▶ Recorded data:
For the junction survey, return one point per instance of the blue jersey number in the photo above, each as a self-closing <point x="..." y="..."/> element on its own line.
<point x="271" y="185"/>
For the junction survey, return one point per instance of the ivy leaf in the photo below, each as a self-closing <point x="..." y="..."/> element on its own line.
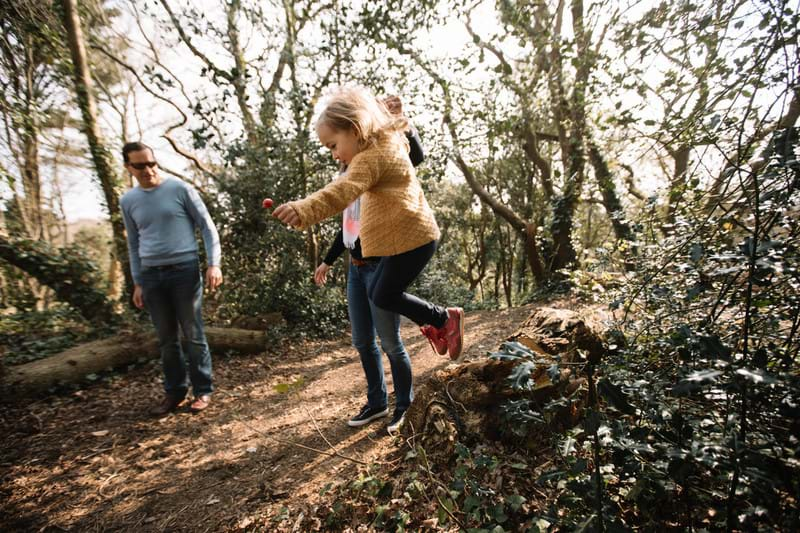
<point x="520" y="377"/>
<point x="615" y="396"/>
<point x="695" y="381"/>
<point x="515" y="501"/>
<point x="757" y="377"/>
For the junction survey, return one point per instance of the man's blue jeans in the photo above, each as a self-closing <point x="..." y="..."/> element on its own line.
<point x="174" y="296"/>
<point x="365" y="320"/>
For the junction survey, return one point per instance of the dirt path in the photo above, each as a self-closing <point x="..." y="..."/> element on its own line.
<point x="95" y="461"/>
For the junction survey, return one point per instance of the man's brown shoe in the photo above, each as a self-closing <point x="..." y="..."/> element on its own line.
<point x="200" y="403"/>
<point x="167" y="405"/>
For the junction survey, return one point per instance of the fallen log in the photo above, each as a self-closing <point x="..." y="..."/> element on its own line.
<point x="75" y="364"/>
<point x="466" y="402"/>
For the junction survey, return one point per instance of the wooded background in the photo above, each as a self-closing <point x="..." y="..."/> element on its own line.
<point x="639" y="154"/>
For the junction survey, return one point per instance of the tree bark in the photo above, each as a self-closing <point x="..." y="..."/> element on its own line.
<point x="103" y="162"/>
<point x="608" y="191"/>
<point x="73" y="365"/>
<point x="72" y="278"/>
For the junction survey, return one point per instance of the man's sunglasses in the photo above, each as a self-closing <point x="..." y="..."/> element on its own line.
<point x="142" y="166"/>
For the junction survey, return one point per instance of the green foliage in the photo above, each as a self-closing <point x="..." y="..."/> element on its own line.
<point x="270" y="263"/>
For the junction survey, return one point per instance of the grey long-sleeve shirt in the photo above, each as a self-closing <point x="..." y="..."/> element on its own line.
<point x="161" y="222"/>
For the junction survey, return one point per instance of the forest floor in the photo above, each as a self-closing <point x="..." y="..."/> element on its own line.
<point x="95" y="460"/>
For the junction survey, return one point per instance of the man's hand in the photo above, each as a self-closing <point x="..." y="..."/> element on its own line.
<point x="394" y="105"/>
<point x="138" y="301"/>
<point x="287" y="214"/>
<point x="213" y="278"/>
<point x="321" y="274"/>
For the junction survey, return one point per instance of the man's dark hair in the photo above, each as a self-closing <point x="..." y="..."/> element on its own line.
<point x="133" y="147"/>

---

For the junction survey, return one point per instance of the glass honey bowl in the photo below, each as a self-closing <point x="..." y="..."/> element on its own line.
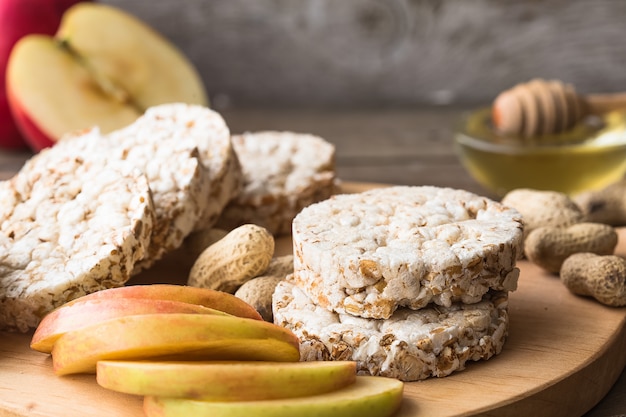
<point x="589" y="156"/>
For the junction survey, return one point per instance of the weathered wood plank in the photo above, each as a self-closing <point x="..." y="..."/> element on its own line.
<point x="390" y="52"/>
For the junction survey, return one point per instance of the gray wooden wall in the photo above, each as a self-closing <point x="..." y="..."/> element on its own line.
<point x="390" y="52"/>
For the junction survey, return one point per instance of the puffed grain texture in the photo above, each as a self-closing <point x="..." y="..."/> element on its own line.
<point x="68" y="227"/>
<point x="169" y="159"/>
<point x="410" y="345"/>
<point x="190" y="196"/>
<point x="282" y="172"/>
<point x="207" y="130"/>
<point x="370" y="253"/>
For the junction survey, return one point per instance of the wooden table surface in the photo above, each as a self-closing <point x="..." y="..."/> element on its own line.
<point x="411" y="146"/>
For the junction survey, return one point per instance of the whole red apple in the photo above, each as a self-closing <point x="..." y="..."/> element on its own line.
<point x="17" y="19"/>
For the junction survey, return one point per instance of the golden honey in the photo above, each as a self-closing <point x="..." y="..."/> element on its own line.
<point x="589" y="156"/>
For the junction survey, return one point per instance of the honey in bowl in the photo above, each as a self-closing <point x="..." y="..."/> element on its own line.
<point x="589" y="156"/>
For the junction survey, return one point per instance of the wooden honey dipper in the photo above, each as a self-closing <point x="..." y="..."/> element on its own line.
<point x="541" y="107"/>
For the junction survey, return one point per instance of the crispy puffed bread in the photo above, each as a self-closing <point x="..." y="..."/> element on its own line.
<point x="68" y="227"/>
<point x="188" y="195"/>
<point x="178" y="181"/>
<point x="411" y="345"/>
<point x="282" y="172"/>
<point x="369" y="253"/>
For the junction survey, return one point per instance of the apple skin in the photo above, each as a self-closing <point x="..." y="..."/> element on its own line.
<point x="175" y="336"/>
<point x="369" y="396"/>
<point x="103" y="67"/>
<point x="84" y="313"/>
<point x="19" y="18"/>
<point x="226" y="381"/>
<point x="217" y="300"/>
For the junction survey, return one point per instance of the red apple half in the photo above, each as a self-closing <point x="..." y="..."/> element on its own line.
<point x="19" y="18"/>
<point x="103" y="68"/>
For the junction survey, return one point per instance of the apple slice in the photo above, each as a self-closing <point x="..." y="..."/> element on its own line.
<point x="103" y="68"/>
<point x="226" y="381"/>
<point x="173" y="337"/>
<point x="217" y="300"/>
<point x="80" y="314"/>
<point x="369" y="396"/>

* * *

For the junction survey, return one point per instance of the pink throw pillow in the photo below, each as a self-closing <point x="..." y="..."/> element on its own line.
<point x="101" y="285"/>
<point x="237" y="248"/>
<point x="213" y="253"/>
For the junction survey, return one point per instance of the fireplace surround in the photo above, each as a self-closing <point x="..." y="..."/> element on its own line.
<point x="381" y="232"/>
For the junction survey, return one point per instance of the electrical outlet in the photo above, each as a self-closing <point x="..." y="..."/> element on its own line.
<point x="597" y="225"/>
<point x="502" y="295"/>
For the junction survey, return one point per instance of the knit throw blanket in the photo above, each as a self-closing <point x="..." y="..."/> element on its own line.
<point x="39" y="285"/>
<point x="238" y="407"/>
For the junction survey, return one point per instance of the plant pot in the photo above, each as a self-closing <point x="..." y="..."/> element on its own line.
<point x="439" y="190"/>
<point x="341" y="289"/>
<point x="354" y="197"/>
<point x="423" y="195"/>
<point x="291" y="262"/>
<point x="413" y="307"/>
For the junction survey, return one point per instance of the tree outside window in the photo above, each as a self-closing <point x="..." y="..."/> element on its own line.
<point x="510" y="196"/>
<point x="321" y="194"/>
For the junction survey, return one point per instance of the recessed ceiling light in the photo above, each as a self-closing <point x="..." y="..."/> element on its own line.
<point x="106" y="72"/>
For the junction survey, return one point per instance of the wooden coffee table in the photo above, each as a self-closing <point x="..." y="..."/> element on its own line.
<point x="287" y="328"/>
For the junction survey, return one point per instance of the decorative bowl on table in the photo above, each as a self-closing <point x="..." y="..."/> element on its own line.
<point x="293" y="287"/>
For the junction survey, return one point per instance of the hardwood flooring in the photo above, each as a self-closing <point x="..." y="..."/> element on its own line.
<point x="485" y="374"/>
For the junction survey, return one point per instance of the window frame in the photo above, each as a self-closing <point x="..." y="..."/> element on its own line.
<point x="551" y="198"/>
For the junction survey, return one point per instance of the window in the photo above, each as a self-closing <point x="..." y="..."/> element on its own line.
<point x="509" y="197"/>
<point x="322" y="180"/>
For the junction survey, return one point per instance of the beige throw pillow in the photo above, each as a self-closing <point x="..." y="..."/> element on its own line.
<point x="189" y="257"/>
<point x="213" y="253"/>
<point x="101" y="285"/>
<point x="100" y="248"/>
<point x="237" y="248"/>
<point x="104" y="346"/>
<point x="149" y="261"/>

▶ Directions: Which lines of the data above contain the word "table"? Copy each of those lines in full.

▶ Task output:
For the junction survey, return one point per instance of the wooden table surface in the photo above, each as a self-closing <point x="..." y="..."/> element on its own line.
For the junction survey, return one point per instance of the wooden coffee table in the photo above, each as a self-closing <point x="..." y="..."/> element on its own line.
For the junction survey, return one point per instance of the decorative bowl on table in the photo above, each as a self-closing <point x="..." y="..."/> element on its own line.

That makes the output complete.